> [WHAT IS ASKED]:
Format every line of the data below as a numbered list, leaving out any blank lines.

> [RECORDS SHOWN]:
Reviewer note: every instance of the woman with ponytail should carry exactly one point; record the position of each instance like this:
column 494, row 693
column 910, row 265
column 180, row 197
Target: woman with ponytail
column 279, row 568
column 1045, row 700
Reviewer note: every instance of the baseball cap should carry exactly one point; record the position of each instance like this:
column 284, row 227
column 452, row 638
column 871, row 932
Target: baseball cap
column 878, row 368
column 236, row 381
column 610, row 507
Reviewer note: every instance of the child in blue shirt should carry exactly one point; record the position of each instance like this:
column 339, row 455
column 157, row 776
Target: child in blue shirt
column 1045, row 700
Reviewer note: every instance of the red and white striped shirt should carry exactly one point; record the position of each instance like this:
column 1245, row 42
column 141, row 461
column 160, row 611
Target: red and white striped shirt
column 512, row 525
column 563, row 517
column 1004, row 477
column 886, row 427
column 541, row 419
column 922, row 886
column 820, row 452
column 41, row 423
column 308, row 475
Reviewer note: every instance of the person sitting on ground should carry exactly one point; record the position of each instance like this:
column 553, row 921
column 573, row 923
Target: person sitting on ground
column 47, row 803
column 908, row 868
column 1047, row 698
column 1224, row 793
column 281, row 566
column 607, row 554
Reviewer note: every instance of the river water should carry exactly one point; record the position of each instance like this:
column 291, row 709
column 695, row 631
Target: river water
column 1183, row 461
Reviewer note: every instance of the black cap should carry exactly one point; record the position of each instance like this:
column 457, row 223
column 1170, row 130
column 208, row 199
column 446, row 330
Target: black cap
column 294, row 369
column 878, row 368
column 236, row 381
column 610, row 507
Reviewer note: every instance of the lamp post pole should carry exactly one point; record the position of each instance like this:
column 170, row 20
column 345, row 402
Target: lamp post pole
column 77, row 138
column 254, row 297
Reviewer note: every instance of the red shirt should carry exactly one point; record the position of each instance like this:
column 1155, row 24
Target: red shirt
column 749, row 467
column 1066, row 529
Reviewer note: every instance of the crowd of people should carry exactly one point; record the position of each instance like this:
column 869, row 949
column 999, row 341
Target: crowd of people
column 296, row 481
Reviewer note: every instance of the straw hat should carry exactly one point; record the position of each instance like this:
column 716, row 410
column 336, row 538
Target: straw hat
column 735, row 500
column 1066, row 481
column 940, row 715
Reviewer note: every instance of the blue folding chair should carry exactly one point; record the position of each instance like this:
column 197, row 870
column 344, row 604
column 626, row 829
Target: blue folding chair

> [WRITTEN SOLUTION]:
1. Reviewer note: every instance of the woman with ponytail should carry exactly one point; record the position of each instance like this:
2. column 494, row 693
3. column 910, row 265
4. column 180, row 197
5. Target: woman with ponytail
6. column 279, row 568
7. column 1045, row 700
8. Reviewer note: every instance of the baseball cap should carry exactly one point; record the position of each instance like this:
9. column 284, row 227
10. column 452, row 638
11. column 871, row 932
12. Target: baseball cap
13. column 878, row 368
14. column 236, row 381
15. column 610, row 507
16. Reviewer note: every instance of the child in blue shirt should carry exactly one point; record the position of each instance like this:
17. column 339, row 455
18. column 157, row 776
19. Target: child in blue shirt
20. column 1045, row 700
21. Reviewer note: every instance of the red and white striped shirt should carry exactly one point; record the position of each instance like this:
22. column 1245, row 42
23. column 141, row 461
24. column 160, row 611
25. Target: red and white striped shirt
26. column 512, row 525
27. column 563, row 517
28. column 1004, row 477
29. column 886, row 427
30. column 541, row 419
31. column 922, row 886
32. column 820, row 452
33. column 41, row 423
34. column 308, row 475
35. Reviewer note: every instance of the person sitting on ground should carry exactly one point; record the position of each instance like this:
36. column 553, row 921
37. column 573, row 923
38. Target: person sitting on ground
39. column 47, row 803
40. column 908, row 868
41. column 1047, row 698
42. column 1224, row 793
43. column 281, row 566
44. column 607, row 554
45. Reviewer note: every instance of the river water should carry exactly one point; record the position of each instance like this:
46. column 291, row 709
47. column 695, row 631
48. Target: river water
49. column 1183, row 461
50. Reviewer note: every instance of the black cap should carry exactly one point; record the position of each instance like this:
51. column 457, row 223
52. column 1170, row 130
53. column 208, row 199
54. column 446, row 330
55. Target: black cap
56. column 294, row 369
57. column 878, row 368
58. column 236, row 381
59. column 610, row 507
60. Reviewer note: every instance of the lamp post pole should carry exactly one point; record the position of each instance like this:
61. column 170, row 20
62. column 345, row 402
63. Target: lamp post pole
64. column 77, row 138
65. column 254, row 297
66. Reviewer note: every instance of the red shirt should carry exactly one point; record the position of each instance like this:
67. column 1155, row 24
68. Target: red shirt
69. column 749, row 467
70. column 1066, row 529
71. Reviewer note: every instance of the crowd of people should carry exactly one point; record the position of each instance like this:
72. column 869, row 949
73. column 999, row 341
74. Target: crowd of people
75. column 296, row 481
76. Reviewer note: every instance of the straw hat should carry exactly one point; record the position of each instance like this:
77. column 716, row 410
78. column 336, row 538
79. Target: straw hat
80. column 735, row 500
81. column 1066, row 481
82. column 940, row 715
83. Reviewer note: every instance of the blue folding chair should carry exactly one point; record the position of each instance like this:
84. column 197, row 870
85. column 344, row 604
86. column 626, row 829
87. Target: blue folding chair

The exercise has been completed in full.